Stored data entries:
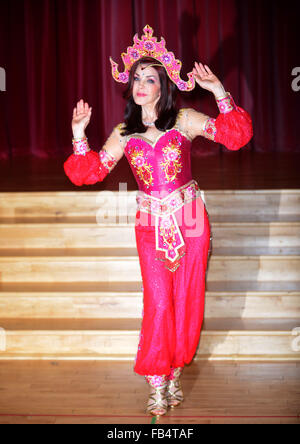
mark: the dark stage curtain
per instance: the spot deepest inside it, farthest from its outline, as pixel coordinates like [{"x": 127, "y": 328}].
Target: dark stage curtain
[{"x": 55, "y": 52}]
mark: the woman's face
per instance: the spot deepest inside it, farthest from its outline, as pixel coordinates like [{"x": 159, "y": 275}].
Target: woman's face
[{"x": 146, "y": 85}]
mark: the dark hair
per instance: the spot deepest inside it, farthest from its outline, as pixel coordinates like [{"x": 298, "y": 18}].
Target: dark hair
[{"x": 165, "y": 107}]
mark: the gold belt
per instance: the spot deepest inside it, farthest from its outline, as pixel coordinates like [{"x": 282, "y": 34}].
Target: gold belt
[{"x": 170, "y": 245}]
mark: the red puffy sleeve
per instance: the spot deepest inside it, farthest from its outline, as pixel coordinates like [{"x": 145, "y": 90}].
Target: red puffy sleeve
[
  {"x": 87, "y": 167},
  {"x": 233, "y": 126}
]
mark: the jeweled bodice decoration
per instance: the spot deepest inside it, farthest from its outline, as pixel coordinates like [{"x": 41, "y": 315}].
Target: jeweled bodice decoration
[{"x": 163, "y": 166}]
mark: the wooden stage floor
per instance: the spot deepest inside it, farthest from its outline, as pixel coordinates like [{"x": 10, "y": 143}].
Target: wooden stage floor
[{"x": 74, "y": 392}]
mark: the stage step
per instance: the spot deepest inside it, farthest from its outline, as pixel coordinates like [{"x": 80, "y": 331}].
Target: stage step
[
  {"x": 232, "y": 339},
  {"x": 71, "y": 288},
  {"x": 228, "y": 238},
  {"x": 121, "y": 304},
  {"x": 104, "y": 206}
]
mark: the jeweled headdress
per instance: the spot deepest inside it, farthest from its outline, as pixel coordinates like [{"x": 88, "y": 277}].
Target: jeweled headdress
[{"x": 149, "y": 46}]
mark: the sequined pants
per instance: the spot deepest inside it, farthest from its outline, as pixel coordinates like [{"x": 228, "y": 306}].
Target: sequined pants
[{"x": 173, "y": 306}]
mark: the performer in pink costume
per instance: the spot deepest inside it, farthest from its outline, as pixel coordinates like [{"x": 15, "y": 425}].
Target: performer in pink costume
[{"x": 172, "y": 228}]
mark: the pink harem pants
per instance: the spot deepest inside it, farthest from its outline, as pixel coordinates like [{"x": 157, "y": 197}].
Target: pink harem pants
[{"x": 173, "y": 301}]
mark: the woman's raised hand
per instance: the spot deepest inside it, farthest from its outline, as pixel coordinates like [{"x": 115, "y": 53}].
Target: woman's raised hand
[
  {"x": 206, "y": 78},
  {"x": 81, "y": 118}
]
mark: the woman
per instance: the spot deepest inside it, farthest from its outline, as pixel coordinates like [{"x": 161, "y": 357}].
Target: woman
[{"x": 173, "y": 245}]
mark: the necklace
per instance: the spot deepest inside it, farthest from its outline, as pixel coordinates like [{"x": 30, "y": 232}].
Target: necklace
[{"x": 148, "y": 123}]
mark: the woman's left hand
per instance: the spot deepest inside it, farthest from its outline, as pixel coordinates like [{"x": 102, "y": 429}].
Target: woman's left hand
[{"x": 205, "y": 78}]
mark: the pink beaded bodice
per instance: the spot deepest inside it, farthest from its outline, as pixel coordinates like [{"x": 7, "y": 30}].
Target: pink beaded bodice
[{"x": 163, "y": 166}]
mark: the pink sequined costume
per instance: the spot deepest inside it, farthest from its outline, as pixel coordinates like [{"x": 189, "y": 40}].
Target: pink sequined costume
[{"x": 172, "y": 231}]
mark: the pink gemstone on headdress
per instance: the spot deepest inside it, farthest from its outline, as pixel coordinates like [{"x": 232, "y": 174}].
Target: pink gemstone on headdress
[{"x": 149, "y": 45}]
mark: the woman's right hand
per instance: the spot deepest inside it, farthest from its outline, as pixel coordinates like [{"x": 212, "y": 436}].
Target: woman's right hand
[{"x": 81, "y": 118}]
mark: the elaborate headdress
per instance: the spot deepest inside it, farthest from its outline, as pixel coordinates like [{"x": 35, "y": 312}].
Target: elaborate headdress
[{"x": 149, "y": 46}]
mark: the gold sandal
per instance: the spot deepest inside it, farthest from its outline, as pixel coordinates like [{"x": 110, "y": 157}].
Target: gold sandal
[
  {"x": 174, "y": 390},
  {"x": 157, "y": 402}
]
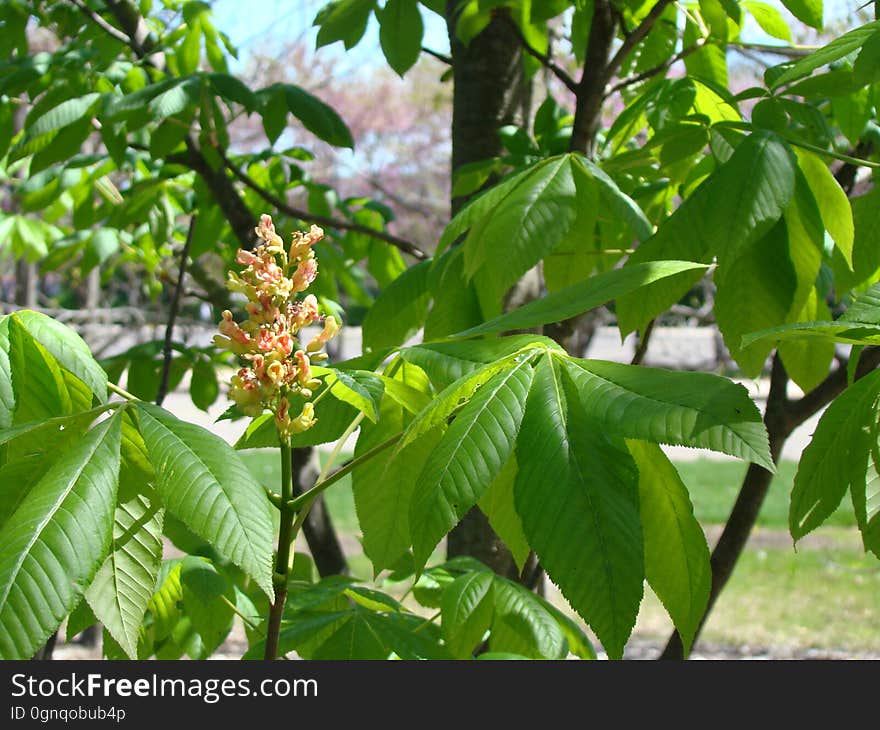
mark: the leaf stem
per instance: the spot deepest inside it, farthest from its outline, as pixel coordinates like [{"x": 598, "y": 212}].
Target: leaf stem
[
  {"x": 282, "y": 562},
  {"x": 119, "y": 391},
  {"x": 305, "y": 499}
]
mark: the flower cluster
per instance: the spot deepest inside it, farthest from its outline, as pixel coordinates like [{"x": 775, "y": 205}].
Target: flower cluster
[{"x": 276, "y": 365}]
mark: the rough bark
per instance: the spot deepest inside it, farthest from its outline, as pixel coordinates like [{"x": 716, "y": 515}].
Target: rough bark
[
  {"x": 489, "y": 92},
  {"x": 318, "y": 528}
]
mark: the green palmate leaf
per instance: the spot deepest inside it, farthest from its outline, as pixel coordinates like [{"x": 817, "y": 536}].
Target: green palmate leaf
[
  {"x": 807, "y": 362},
  {"x": 7, "y": 394},
  {"x": 343, "y": 20},
  {"x": 457, "y": 393},
  {"x": 835, "y": 50},
  {"x": 56, "y": 539},
  {"x": 833, "y": 204},
  {"x": 586, "y": 295},
  {"x": 522, "y": 228},
  {"x": 399, "y": 310},
  {"x": 42, "y": 130},
  {"x": 497, "y": 503},
  {"x": 400, "y": 33},
  {"x": 866, "y": 253},
  {"x": 68, "y": 348},
  {"x": 320, "y": 119},
  {"x": 669, "y": 407},
  {"x": 676, "y": 553},
  {"x": 468, "y": 458},
  {"x": 523, "y": 625},
  {"x": 466, "y": 612},
  {"x": 359, "y": 388},
  {"x": 204, "y": 483},
  {"x": 576, "y": 492},
  {"x": 827, "y": 467},
  {"x": 809, "y": 11},
  {"x": 38, "y": 383},
  {"x": 769, "y": 18},
  {"x": 866, "y": 497},
  {"x": 446, "y": 362},
  {"x": 754, "y": 291},
  {"x": 848, "y": 333},
  {"x": 735, "y": 207},
  {"x": 383, "y": 486},
  {"x": 333, "y": 417},
  {"x": 203, "y": 589},
  {"x": 123, "y": 586}
]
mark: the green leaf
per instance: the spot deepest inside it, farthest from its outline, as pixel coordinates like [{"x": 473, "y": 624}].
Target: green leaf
[
  {"x": 834, "y": 206},
  {"x": 204, "y": 483},
  {"x": 466, "y": 612},
  {"x": 399, "y": 310},
  {"x": 176, "y": 99},
  {"x": 41, "y": 132},
  {"x": 400, "y": 34},
  {"x": 731, "y": 210},
  {"x": 498, "y": 505},
  {"x": 586, "y": 295},
  {"x": 468, "y": 458},
  {"x": 56, "y": 540},
  {"x": 672, "y": 407},
  {"x": 576, "y": 492},
  {"x": 866, "y": 497},
  {"x": 676, "y": 553},
  {"x": 808, "y": 11},
  {"x": 383, "y": 486},
  {"x": 343, "y": 20},
  {"x": 769, "y": 19},
  {"x": 203, "y": 387},
  {"x": 833, "y": 51},
  {"x": 68, "y": 348},
  {"x": 123, "y": 586},
  {"x": 455, "y": 395},
  {"x": 445, "y": 362},
  {"x": 333, "y": 418},
  {"x": 203, "y": 589},
  {"x": 234, "y": 90},
  {"x": 320, "y": 119},
  {"x": 847, "y": 333},
  {"x": 523, "y": 625},
  {"x": 359, "y": 388},
  {"x": 525, "y": 226},
  {"x": 829, "y": 464}
]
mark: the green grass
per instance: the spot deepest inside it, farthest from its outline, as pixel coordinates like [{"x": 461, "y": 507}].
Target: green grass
[
  {"x": 823, "y": 596},
  {"x": 714, "y": 485}
]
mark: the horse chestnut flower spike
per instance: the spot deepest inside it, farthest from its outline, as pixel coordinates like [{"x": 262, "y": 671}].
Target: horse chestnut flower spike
[{"x": 275, "y": 366}]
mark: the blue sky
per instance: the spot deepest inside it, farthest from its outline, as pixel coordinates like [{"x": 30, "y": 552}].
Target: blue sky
[{"x": 251, "y": 25}]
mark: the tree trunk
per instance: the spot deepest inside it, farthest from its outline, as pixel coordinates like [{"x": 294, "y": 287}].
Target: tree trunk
[
  {"x": 318, "y": 528},
  {"x": 490, "y": 90}
]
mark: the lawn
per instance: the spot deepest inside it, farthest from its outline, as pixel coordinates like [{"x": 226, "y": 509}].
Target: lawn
[{"x": 821, "y": 596}]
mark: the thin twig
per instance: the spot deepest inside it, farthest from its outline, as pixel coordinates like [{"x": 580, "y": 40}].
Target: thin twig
[
  {"x": 644, "y": 341},
  {"x": 439, "y": 56},
  {"x": 634, "y": 38},
  {"x": 659, "y": 68},
  {"x": 172, "y": 313},
  {"x": 279, "y": 204},
  {"x": 110, "y": 30},
  {"x": 545, "y": 59}
]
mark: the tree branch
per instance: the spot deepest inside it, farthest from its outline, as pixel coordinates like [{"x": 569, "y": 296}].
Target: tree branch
[
  {"x": 544, "y": 58},
  {"x": 279, "y": 204},
  {"x": 439, "y": 56},
  {"x": 634, "y": 38},
  {"x": 172, "y": 314},
  {"x": 110, "y": 30},
  {"x": 658, "y": 69}
]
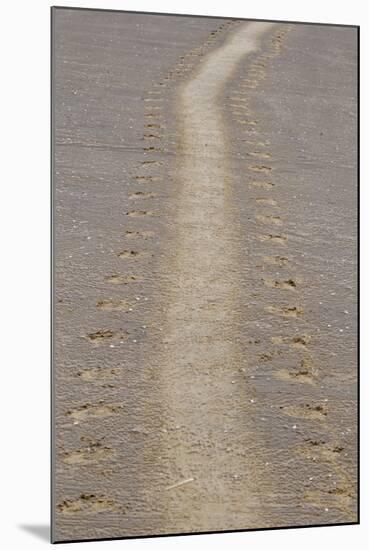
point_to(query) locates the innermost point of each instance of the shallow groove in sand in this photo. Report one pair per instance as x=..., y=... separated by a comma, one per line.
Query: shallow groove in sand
x=200, y=350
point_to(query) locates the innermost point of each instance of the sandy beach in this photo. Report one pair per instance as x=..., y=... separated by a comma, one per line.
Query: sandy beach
x=205, y=300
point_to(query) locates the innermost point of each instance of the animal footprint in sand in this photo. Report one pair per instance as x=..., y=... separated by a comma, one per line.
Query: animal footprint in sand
x=87, y=504
x=310, y=412
x=260, y=154
x=280, y=261
x=288, y=284
x=122, y=279
x=97, y=410
x=107, y=335
x=147, y=178
x=94, y=452
x=266, y=201
x=260, y=168
x=275, y=220
x=274, y=239
x=141, y=195
x=139, y=234
x=305, y=373
x=262, y=184
x=130, y=254
x=285, y=311
x=115, y=305
x=140, y=213
x=98, y=374
x=299, y=342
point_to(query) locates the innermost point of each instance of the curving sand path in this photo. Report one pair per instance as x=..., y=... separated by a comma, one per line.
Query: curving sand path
x=214, y=480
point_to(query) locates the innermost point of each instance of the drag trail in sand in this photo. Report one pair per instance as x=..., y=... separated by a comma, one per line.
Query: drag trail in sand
x=201, y=348
x=204, y=325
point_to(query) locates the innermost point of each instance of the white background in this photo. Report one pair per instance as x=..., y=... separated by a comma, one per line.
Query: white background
x=24, y=255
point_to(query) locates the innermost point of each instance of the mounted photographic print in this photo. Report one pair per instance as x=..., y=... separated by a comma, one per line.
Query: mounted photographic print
x=205, y=188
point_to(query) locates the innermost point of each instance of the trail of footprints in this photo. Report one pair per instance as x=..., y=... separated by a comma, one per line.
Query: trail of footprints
x=269, y=219
x=156, y=142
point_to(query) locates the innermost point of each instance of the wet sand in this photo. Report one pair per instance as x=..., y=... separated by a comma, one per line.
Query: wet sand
x=205, y=271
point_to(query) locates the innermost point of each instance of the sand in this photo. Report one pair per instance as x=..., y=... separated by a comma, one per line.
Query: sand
x=205, y=270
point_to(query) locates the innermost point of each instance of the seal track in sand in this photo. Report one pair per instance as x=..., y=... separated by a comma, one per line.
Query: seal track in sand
x=212, y=472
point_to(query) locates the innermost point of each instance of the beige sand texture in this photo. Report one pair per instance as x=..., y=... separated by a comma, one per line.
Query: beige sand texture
x=204, y=365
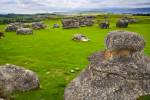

Exercise goal:
In the entries above, find the line with "mark: the flower cluster" and the line with "mark: the green palmate leaf", then restate word for word both of them and every line between, with nothing more.

Response:
mark: the flower cluster
per instance: the spot deepest inside it, farthest from its outline, as pixel coordinates like [{"x": 775, "y": 205}].
Target: flower cluster
[{"x": 276, "y": 365}]
mark: the rough bark
per instance: the spot deepest inside it, farthest from its outline, as pixel coordinates like [{"x": 716, "y": 515}].
Target: rough bark
[
  {"x": 489, "y": 92},
  {"x": 318, "y": 528}
]
mark: the green palmate leaf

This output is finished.